(SUPPLIED TEXT Opens)

But neither in the Counterclaim nor in the cross motion did De Robles seek reimbursement of medical expenses, reference Coverage C, or in any way seek benefits directly from Colony. In its petition, Colony did not seek to adjudicate Robles's rights as an omnibus insured under the policy. Further, the parties never stipulated or agreed that Robles was entitled to receive benefits directly from Colony. See Prygrocki, 422 So. 2d at 315 ("After suit was filed, [insurer] agreed that [pedestrian] was entitled to recover under the policy."); Kambara, 667 So. 2d at 832 ("The parties subsequently stipulated to his entitlement to the benefits. . . ."). And the Court never so adjudicated. See Vaughan, 435 So. 2d at 889 n. 2 ("The final judgment does not specifically adjudicate [the passenger]'s status as an `omnibus insured'. . . ."). The Court entered judgment against Colony and in favor of De Robles only "to the extent the Counterclaim sought a declaration that Colony owed a duty to defend Westlake for any claims asserted against Westlake in the Second Amended Complaint." (Final J. ¶ 4). This judgment benefitted Robles because it preserved the possibility that Colony would have to indemnify Westlake for any damages De Robles might have recovered against it. But it did not adjudicate Robles an "omnibus insured" or otherwise require Colony to provide benefits directly to Robles.

(SUPPLIED TEXT Closes)

EXERCISE REQUIREMENTS:
[a] Condense the paragraph of the insurance ruling that begins "But neither in the Counterclaim" into a short bulleted list that keeps its main facts.
[b] Write a continuation of the insurance ruling, starting right after its final sentence.
The records that follow have no connection to the insurance ruling above.

(EXCERPTED DATA Opens)

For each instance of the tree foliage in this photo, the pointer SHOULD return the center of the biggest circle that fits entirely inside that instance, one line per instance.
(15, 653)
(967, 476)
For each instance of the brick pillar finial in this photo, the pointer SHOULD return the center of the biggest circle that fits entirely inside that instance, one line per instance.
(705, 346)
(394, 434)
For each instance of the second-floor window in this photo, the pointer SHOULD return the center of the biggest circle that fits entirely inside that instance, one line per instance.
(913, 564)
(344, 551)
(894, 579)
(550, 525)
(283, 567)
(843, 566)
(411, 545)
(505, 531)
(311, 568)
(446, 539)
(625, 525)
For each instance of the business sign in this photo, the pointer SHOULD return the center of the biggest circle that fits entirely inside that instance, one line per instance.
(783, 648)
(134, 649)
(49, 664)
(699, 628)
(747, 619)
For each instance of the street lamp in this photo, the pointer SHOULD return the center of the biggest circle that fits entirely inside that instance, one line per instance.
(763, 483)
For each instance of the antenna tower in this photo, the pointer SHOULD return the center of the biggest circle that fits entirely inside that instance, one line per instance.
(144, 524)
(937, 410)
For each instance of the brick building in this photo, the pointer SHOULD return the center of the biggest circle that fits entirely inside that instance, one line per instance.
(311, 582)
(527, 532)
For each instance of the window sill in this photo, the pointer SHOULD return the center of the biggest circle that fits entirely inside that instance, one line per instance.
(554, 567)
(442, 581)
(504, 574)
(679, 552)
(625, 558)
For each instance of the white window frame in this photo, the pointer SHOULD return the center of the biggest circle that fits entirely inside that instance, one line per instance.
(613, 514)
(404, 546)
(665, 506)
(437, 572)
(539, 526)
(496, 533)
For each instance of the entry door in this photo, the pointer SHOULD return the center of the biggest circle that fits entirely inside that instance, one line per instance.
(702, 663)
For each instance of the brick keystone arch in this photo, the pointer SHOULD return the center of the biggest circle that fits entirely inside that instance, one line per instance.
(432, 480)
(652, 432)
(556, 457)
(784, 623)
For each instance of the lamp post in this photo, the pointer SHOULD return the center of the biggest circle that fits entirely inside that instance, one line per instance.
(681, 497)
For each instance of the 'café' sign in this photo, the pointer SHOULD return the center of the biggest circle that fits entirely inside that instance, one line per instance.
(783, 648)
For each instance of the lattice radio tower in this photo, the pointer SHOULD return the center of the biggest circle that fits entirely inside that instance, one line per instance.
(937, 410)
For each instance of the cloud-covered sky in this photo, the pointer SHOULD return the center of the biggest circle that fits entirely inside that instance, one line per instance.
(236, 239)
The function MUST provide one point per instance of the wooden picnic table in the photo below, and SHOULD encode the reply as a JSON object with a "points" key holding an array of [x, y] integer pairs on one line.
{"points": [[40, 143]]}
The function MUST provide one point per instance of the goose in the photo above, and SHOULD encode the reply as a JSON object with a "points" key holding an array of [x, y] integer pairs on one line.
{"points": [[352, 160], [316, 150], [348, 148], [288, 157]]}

(EXCERPTED DATA Closes)

RESULTS IN ORDER:
[a]
- In neither the Counterclaim nor the cross motion did De Robles seek reimbursement of medical expenses, reference Coverage C, or seek benefits directly from Colony.
- Colony's petition did not seek to adjudicate Robles's rights as an omnibus insured under the policy.
- Unlike in Prygrocki and Kambara, the parties never stipulated or agreed that Robles was entitled to benefits directly from Colony.
- As in Vaughan, the Court never adjudicated that status.
- The Court entered judgment against Colony and for De Robles only to the extent the Counterclaim sought a declaration that Colony owed Westlake a duty to defend against the claims in the Second Amended Complaint.
- That judgment benefited Robles by preserving the possibility that Colony would have to indemnify Westlake for any damages De Robles might recover against it.
- It did not adjudicate Robles an "omnibus insured" or require Colony to provide benefits directly to Robles.

[b]
III. CONCLUSION
This case was never about Robles's entitlement to receive benefits directly from the Colony policy. The underlying case was about Westlake's and Pepitone's alleged negligence and assault and battery. This case (including De Robles's Counterlclaim) was about whether Colony had a duty to defend or indemnify Westlake and Pepitone in the underlying case. In short, there is no basis to award De Robles attorney's fees under Section 627.428(1).
For the foregoing reasons, it is ORDERED AND ADJUDGED that the Motion [D.E. 75] is DENIED. DONE AND ORDERED in Chambers at Miami, Florida.